##### RECORDS FOR THIS TASK

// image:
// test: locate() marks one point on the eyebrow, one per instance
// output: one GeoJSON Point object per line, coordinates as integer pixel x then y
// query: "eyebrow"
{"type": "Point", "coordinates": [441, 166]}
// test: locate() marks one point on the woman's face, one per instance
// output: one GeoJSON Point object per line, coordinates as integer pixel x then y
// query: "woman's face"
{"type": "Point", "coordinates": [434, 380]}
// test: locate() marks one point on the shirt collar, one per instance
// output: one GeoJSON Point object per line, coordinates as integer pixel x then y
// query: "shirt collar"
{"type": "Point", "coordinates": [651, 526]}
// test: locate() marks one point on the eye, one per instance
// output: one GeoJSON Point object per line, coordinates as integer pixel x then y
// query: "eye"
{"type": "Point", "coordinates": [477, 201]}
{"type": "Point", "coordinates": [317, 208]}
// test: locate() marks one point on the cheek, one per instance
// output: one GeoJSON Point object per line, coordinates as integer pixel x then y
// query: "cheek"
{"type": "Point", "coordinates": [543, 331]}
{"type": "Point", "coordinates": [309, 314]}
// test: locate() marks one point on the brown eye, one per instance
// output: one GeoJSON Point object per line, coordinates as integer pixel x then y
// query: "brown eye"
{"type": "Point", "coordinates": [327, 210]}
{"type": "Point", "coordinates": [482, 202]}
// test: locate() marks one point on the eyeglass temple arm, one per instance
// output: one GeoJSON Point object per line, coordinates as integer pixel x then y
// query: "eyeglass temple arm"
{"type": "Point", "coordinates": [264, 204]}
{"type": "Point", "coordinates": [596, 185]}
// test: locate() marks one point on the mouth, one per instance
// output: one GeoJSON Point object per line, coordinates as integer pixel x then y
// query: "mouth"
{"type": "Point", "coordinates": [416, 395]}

##########

PROMPT =>
Write out the rows above again, swapping "shirt collar" for "jacket collar" everywhere it occurs and keeping everything else the same.

RESPONSE TO THE EXERCISE =>
// image:
// test: locate() marks one point on the eyebrow, one per instance
// output: one GeoJSON Point object per line, coordinates as integer pixel x then y
// query: "eyebrow"
{"type": "Point", "coordinates": [441, 166]}
// test: locate() marks one point on the woman's face, one per instance
// output: one GeoJSON Point object per line, coordinates as integer pixel x then y
// query: "woman's face"
{"type": "Point", "coordinates": [434, 380]}
// test: locate() marks one point on the jacket collar, one per instance
// output: one GeoJSON Point object per line, coordinates as integer pixel x then y
// query: "jacket collar"
{"type": "Point", "coordinates": [651, 526]}
// test: locate() marks one point on the eye, one per instance
// output: one GeoJSON Point object per line, coordinates as integer pixel x then y
// query: "eye"
{"type": "Point", "coordinates": [477, 201]}
{"type": "Point", "coordinates": [317, 208]}
// test: locate() marks one point on the cheek, one per instance
// output: one GeoJSON Point object per line, coordinates as integer pixel x then y
// query: "cheek"
{"type": "Point", "coordinates": [543, 331]}
{"type": "Point", "coordinates": [309, 314]}
// test: locate() marks one point on the brown eye, one per instance
// output: one GeoJSON Point object per line, coordinates as integer pixel x then y
// query: "brown eye"
{"type": "Point", "coordinates": [327, 210]}
{"type": "Point", "coordinates": [482, 202]}
// test: locate() marks one point on the eyeglass temple arm, one per instance
// output: one GeoJSON Point object per line, coordinates as integer pixel x then y
// query: "eyeglass temple arm"
{"type": "Point", "coordinates": [264, 204]}
{"type": "Point", "coordinates": [596, 185]}
// test: locate() marks one point on the mouth, one per instance
// output: one GeoJSON Point object per line, coordinates as integer pixel x then y
// query: "mouth"
{"type": "Point", "coordinates": [416, 395]}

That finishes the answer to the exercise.